───── DATASET RECORDS ─────
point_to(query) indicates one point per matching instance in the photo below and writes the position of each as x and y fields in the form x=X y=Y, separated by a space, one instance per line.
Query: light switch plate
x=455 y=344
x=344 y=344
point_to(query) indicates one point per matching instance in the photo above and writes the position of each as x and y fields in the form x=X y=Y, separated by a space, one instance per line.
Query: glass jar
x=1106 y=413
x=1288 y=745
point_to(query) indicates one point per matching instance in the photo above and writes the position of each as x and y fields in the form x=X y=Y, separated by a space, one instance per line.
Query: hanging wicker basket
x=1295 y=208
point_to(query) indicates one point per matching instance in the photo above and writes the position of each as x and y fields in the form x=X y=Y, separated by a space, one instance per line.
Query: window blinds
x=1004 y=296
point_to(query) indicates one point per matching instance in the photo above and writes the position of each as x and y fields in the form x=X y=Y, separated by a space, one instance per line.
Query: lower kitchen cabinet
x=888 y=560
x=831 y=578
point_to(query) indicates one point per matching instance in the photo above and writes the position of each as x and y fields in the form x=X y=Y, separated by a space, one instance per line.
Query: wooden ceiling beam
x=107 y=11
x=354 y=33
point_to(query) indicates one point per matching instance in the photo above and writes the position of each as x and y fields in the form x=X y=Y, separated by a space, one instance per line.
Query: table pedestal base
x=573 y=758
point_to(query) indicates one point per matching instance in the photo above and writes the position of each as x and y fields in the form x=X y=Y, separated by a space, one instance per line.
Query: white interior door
─────
───── DATASET RECORDS ─────
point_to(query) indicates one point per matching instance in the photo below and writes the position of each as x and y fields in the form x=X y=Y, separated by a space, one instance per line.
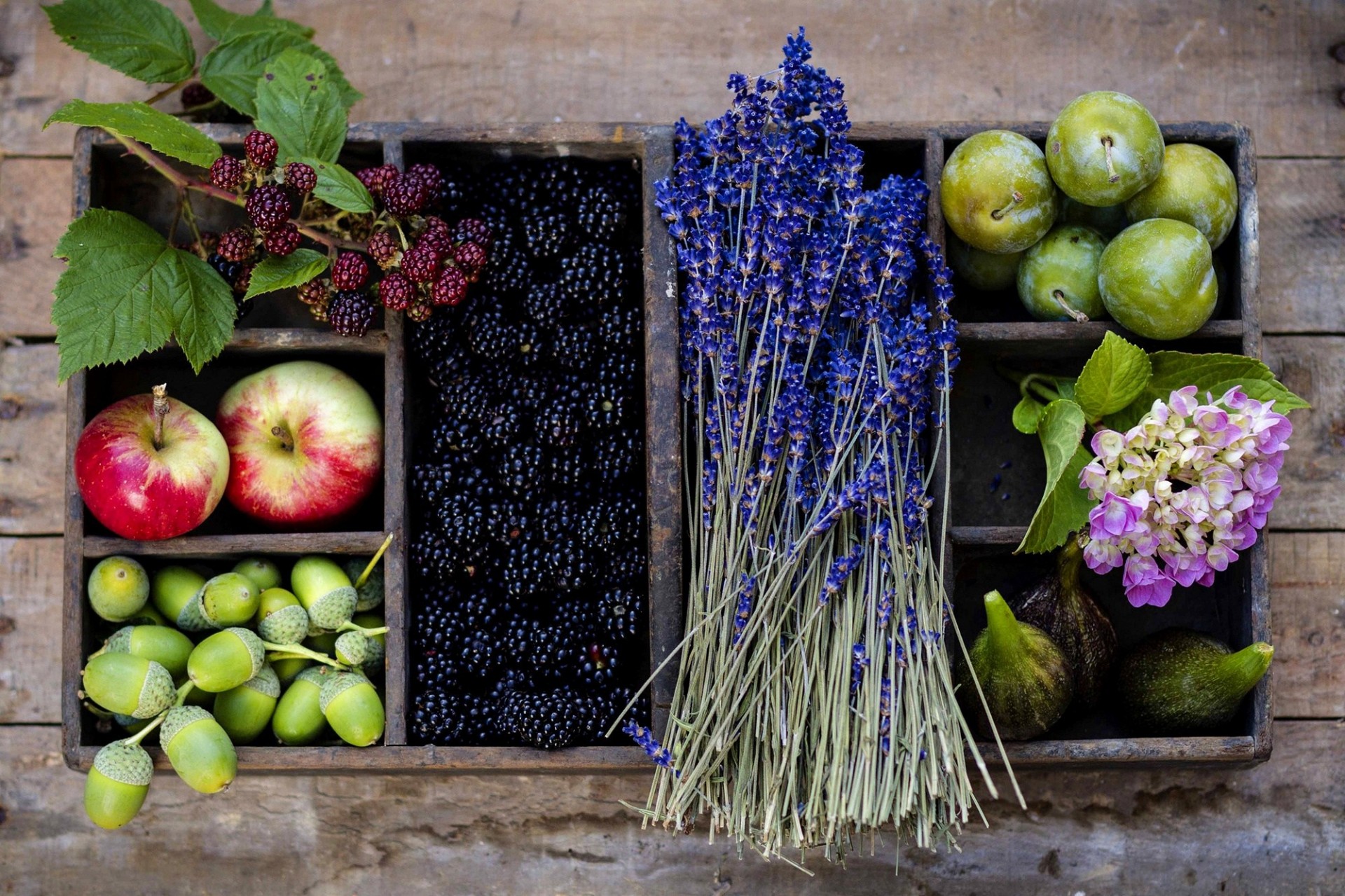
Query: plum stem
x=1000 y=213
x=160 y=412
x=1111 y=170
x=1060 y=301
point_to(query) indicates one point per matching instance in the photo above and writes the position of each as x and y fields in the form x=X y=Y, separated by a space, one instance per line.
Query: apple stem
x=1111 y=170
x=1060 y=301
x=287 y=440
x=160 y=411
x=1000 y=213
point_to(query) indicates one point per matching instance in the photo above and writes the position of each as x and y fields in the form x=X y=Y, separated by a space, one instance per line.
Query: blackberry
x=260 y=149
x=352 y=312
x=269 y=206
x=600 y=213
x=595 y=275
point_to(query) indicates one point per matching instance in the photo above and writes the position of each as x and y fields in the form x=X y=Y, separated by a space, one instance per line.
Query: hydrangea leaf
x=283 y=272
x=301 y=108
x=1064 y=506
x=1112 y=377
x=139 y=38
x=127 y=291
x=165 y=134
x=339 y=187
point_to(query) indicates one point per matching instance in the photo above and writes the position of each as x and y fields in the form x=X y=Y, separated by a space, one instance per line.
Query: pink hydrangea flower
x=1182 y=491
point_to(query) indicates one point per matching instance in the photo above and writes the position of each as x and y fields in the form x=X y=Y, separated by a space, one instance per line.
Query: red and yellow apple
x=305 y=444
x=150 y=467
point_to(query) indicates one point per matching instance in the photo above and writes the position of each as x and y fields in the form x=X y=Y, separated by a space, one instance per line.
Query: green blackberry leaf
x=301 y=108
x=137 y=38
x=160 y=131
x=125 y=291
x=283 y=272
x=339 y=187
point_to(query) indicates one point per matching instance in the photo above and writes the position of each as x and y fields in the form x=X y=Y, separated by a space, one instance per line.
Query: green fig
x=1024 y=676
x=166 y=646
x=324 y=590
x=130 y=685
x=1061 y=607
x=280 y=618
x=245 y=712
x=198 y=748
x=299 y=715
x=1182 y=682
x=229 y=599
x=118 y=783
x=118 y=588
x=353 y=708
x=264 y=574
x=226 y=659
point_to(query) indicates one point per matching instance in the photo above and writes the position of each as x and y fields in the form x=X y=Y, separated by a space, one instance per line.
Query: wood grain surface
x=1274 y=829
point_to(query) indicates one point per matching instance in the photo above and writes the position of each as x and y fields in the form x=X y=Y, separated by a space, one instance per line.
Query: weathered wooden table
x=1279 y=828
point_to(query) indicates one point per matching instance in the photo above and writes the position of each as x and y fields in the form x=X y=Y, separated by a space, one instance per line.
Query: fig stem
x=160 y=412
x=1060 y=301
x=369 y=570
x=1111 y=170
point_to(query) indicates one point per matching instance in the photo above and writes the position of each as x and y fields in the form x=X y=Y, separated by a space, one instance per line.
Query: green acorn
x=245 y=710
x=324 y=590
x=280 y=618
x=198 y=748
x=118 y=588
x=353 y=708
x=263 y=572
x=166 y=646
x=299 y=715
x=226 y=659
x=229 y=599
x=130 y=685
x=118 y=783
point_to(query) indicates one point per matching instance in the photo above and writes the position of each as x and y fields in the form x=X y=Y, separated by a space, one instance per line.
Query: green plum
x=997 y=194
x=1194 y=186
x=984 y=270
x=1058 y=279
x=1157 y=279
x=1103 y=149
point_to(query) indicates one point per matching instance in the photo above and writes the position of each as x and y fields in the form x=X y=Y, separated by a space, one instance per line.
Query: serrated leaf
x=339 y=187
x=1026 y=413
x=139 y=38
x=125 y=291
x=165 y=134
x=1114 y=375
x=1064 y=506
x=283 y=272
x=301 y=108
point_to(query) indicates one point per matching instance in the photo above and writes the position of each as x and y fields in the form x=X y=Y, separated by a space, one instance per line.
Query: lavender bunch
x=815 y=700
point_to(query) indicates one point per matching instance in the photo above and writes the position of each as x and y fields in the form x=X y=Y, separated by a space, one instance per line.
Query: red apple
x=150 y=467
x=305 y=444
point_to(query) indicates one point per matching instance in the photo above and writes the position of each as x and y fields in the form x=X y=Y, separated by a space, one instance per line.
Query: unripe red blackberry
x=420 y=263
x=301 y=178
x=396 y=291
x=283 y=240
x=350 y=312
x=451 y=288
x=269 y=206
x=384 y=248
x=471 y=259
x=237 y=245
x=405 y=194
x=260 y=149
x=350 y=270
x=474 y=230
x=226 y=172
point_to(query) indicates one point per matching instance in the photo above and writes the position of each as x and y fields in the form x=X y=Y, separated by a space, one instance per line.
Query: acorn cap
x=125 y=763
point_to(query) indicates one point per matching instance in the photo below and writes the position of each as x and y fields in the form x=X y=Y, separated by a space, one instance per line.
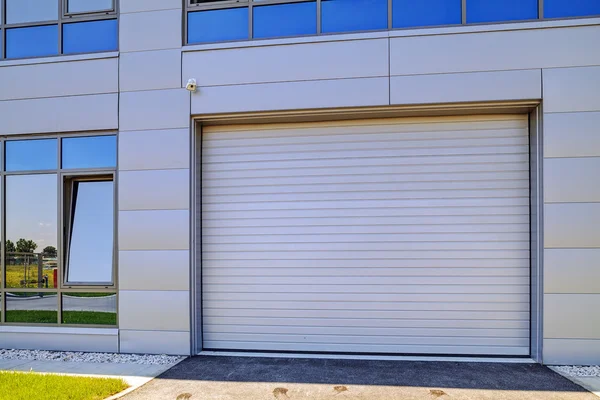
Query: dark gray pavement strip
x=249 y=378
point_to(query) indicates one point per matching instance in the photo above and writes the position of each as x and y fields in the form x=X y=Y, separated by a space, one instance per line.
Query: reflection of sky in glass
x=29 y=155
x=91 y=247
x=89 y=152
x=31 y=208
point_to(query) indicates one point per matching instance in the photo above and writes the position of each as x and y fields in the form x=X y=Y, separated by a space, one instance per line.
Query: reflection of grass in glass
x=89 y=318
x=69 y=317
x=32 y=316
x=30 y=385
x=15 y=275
─────
DIRECTIONS FOR THIS TASK
Pull out every line of the entries above that contains the string "stem", treating uppercase and lowercase letters as different.

COMPLETE ANSWER
Query: plum stem
Query: apple stem
Query: fig stem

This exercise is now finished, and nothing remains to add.